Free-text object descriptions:
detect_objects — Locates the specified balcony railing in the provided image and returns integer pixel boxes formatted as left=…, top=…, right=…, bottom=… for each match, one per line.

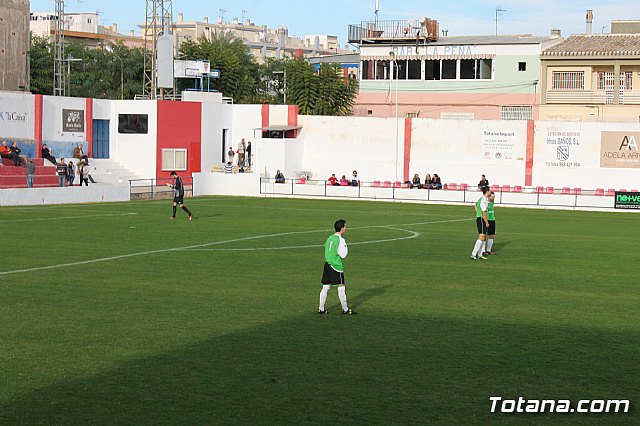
left=348, top=19, right=439, bottom=44
left=545, top=90, right=640, bottom=105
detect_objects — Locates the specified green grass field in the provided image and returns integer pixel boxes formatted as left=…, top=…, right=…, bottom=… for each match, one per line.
left=1, top=196, right=638, bottom=425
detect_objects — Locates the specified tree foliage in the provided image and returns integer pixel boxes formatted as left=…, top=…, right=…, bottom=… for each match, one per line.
left=285, top=58, right=358, bottom=116
left=29, top=35, right=144, bottom=99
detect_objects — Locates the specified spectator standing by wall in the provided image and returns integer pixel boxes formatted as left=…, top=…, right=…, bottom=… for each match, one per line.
left=478, top=174, right=489, bottom=190
left=227, top=147, right=235, bottom=164
left=237, top=139, right=246, bottom=167
left=56, top=158, right=68, bottom=187
left=68, top=161, right=76, bottom=186
left=246, top=141, right=252, bottom=166
left=78, top=160, right=89, bottom=186
left=25, top=160, right=36, bottom=188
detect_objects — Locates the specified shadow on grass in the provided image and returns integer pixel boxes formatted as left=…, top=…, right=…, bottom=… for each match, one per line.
left=1, top=312, right=637, bottom=426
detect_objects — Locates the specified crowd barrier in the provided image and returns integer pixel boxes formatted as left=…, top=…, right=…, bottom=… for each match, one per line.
left=259, top=178, right=621, bottom=210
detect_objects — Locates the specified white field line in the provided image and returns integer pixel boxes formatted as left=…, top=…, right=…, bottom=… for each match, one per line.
left=0, top=213, right=138, bottom=223
left=185, top=226, right=420, bottom=252
left=0, top=218, right=470, bottom=276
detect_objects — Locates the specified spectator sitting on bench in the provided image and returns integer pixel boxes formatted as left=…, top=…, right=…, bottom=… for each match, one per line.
left=340, top=175, right=349, bottom=185
left=350, top=170, right=359, bottom=186
left=223, top=161, right=234, bottom=174
left=73, top=143, right=89, bottom=164
left=42, top=144, right=57, bottom=165
left=432, top=173, right=442, bottom=189
left=328, top=174, right=339, bottom=186
left=0, top=141, right=18, bottom=165
left=275, top=169, right=286, bottom=183
left=424, top=174, right=432, bottom=189
left=409, top=173, right=422, bottom=189
left=9, top=142, right=26, bottom=166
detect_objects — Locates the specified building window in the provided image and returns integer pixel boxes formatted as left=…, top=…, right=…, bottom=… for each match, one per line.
left=551, top=71, right=584, bottom=90
left=518, top=62, right=526, bottom=71
left=118, top=114, right=148, bottom=134
left=406, top=112, right=419, bottom=118
left=460, top=59, right=476, bottom=79
left=501, top=106, right=533, bottom=120
left=425, top=60, right=441, bottom=80
left=407, top=60, right=421, bottom=80
left=162, top=149, right=187, bottom=171
left=375, top=60, right=389, bottom=80
left=442, top=60, right=457, bottom=79
left=361, top=60, right=373, bottom=80
left=597, top=71, right=632, bottom=90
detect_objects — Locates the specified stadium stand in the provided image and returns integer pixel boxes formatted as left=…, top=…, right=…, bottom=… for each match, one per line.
left=573, top=188, right=582, bottom=195
left=561, top=187, right=570, bottom=194
left=460, top=183, right=468, bottom=191
left=0, top=158, right=59, bottom=188
left=502, top=185, right=511, bottom=193
left=545, top=187, right=554, bottom=194
left=448, top=183, right=458, bottom=190
left=513, top=185, right=522, bottom=192
left=383, top=181, right=392, bottom=188
left=595, top=188, right=605, bottom=196
left=372, top=180, right=381, bottom=187
left=606, top=189, right=616, bottom=196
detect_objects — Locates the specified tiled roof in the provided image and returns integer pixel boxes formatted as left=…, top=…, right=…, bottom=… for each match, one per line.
left=542, top=34, right=640, bottom=56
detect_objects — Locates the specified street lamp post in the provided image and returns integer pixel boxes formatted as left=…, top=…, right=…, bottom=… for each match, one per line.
left=66, top=55, right=82, bottom=97
left=389, top=51, right=399, bottom=182
left=112, top=52, right=124, bottom=100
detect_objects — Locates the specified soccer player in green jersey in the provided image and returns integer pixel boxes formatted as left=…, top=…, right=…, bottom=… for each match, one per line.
left=471, top=186, right=490, bottom=260
left=484, top=191, right=496, bottom=255
left=318, top=219, right=356, bottom=315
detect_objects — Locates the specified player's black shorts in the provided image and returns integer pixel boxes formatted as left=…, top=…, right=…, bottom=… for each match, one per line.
left=321, top=262, right=345, bottom=285
left=488, top=220, right=496, bottom=236
left=173, top=196, right=184, bottom=204
left=476, top=217, right=488, bottom=234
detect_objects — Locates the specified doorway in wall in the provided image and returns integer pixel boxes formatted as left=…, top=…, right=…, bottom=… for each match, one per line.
left=92, top=119, right=110, bottom=158
left=222, top=128, right=229, bottom=163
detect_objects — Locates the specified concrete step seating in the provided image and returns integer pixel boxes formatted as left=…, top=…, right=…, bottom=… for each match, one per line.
left=0, top=158, right=59, bottom=188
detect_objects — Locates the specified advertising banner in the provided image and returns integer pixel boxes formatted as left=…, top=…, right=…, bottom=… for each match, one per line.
left=545, top=129, right=582, bottom=168
left=482, top=130, right=519, bottom=162
left=601, top=131, right=640, bottom=168
left=62, top=109, right=84, bottom=132
left=0, top=97, right=34, bottom=138
left=614, top=191, right=640, bottom=209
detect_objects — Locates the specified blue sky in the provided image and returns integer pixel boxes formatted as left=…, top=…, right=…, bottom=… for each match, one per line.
left=30, top=0, right=640, bottom=46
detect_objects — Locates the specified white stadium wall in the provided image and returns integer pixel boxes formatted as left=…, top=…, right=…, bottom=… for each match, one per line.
left=110, top=100, right=158, bottom=180
left=533, top=121, right=640, bottom=190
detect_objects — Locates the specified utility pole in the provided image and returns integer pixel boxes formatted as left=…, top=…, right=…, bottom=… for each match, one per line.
left=495, top=8, right=506, bottom=36
left=143, top=0, right=173, bottom=99
left=54, top=0, right=66, bottom=96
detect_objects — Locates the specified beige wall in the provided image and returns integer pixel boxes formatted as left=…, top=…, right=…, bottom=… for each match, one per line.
left=0, top=0, right=29, bottom=91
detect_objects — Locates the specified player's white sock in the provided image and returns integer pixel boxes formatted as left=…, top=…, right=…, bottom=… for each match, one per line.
left=472, top=239, right=483, bottom=257
left=337, top=286, right=348, bottom=311
left=487, top=239, right=494, bottom=252
left=319, top=285, right=330, bottom=311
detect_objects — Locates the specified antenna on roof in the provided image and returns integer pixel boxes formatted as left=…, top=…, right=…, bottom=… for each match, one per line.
left=374, top=0, right=379, bottom=27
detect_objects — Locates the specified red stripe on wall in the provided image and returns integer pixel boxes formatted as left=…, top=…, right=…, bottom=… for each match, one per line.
left=525, top=119, right=535, bottom=186
left=287, top=105, right=298, bottom=138
left=85, top=98, right=93, bottom=158
left=156, top=100, right=202, bottom=179
left=262, top=104, right=270, bottom=130
left=34, top=94, right=43, bottom=157
left=403, top=118, right=412, bottom=182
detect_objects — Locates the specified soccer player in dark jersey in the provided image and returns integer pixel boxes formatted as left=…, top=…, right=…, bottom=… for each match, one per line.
left=167, top=171, right=193, bottom=220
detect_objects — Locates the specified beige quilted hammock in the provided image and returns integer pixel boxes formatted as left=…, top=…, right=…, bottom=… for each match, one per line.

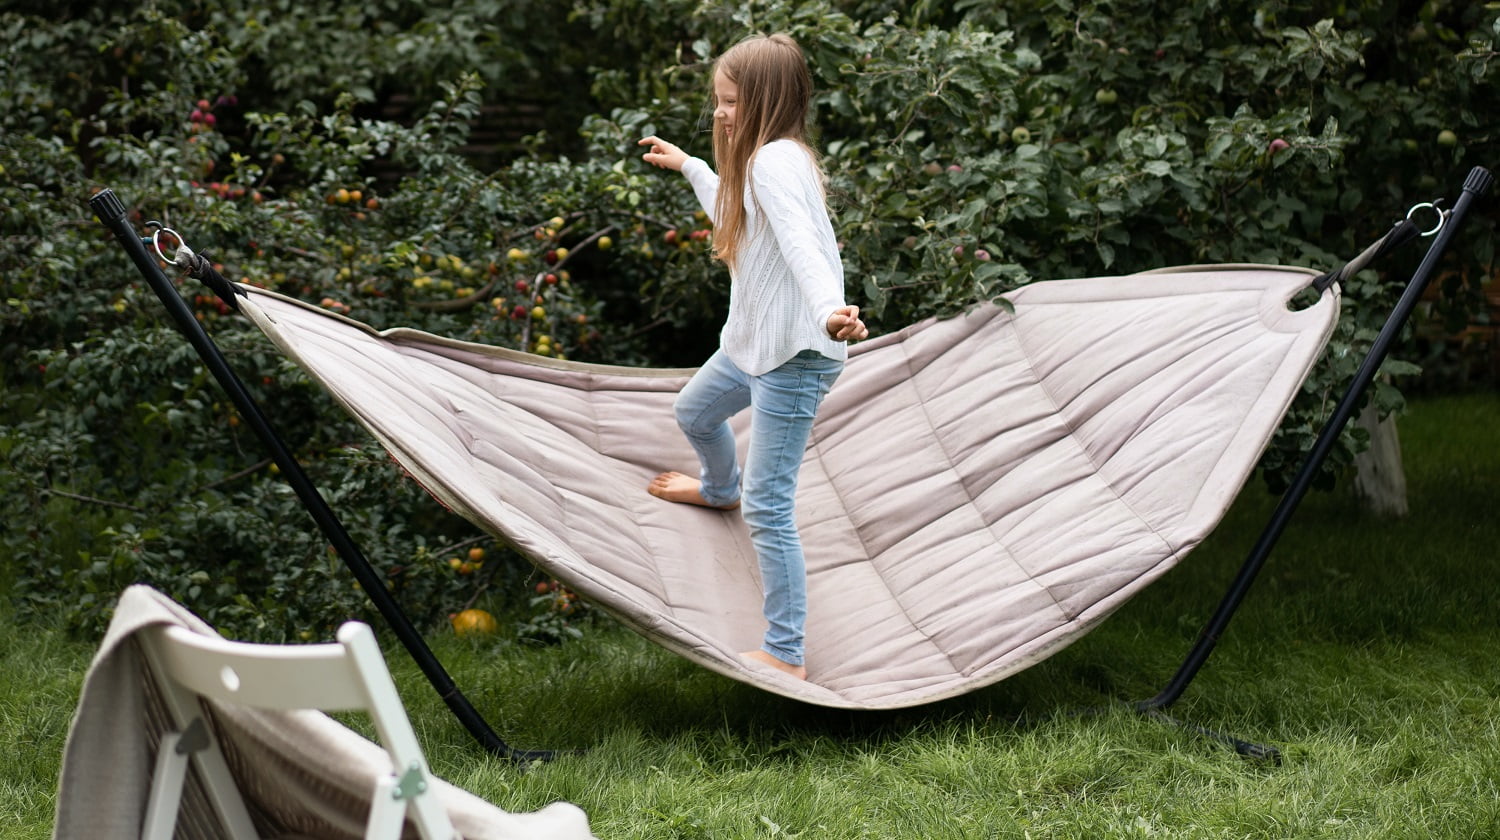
left=236, top=265, right=1338, bottom=709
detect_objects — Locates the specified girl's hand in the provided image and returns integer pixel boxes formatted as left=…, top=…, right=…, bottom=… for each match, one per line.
left=638, top=135, right=689, bottom=171
left=826, top=305, right=869, bottom=342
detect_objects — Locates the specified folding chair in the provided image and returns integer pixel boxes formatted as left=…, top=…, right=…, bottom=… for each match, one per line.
left=139, top=621, right=464, bottom=840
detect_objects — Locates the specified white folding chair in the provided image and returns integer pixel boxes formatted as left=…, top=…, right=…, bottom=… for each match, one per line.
left=138, top=621, right=458, bottom=840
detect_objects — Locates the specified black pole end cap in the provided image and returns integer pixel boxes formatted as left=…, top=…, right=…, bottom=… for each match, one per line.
left=1464, top=166, right=1493, bottom=197
left=89, top=188, right=126, bottom=223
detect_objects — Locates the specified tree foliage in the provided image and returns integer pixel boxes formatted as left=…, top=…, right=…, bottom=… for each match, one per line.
left=2, top=0, right=1495, bottom=637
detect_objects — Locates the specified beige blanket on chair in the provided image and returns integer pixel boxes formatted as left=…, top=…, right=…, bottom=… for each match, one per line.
left=53, top=585, right=593, bottom=840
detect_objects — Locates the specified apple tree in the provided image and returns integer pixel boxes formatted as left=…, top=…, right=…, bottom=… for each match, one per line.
left=3, top=0, right=1496, bottom=638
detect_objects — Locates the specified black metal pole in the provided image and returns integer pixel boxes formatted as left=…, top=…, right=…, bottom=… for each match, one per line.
left=1137, top=166, right=1493, bottom=717
left=89, top=188, right=554, bottom=763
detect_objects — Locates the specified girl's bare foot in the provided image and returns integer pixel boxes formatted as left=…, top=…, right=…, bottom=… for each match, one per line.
left=741, top=649, right=808, bottom=680
left=647, top=471, right=739, bottom=509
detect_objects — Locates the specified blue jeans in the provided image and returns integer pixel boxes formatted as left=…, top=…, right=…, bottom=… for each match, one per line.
left=674, top=349, right=844, bottom=666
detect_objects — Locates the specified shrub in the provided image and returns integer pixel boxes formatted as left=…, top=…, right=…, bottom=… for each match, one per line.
left=2, top=0, right=1495, bottom=639
left=574, top=0, right=1498, bottom=485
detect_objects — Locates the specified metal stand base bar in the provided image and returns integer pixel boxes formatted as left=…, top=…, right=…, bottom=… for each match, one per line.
left=90, top=188, right=555, bottom=764
left=1131, top=167, right=1492, bottom=754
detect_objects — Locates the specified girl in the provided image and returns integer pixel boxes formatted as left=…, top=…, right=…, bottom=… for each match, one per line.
left=638, top=33, right=868, bottom=681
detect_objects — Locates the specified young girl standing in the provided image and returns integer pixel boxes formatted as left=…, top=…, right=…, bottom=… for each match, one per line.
left=638, top=33, right=867, bottom=681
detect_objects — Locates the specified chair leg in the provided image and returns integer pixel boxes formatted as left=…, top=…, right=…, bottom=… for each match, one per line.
left=141, top=729, right=192, bottom=840
left=364, top=774, right=408, bottom=840
left=141, top=716, right=261, bottom=839
left=367, top=764, right=460, bottom=840
left=405, top=778, right=461, bottom=840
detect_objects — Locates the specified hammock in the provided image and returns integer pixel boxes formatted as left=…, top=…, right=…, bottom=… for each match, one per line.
left=235, top=264, right=1338, bottom=710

EXERCISE DETAILS:
What's needed is a word-for-word copy of the lines from the one holding "detect_objects — Locates the specified hammock" through the final line of the data.

THE COMPLETED TASK:
detect_objects — Locates the specified hammock in the provided image and returns integer pixel boxes formatted as left=…, top=…, right=…, bottom=… for each match, one per line.
left=235, top=264, right=1338, bottom=710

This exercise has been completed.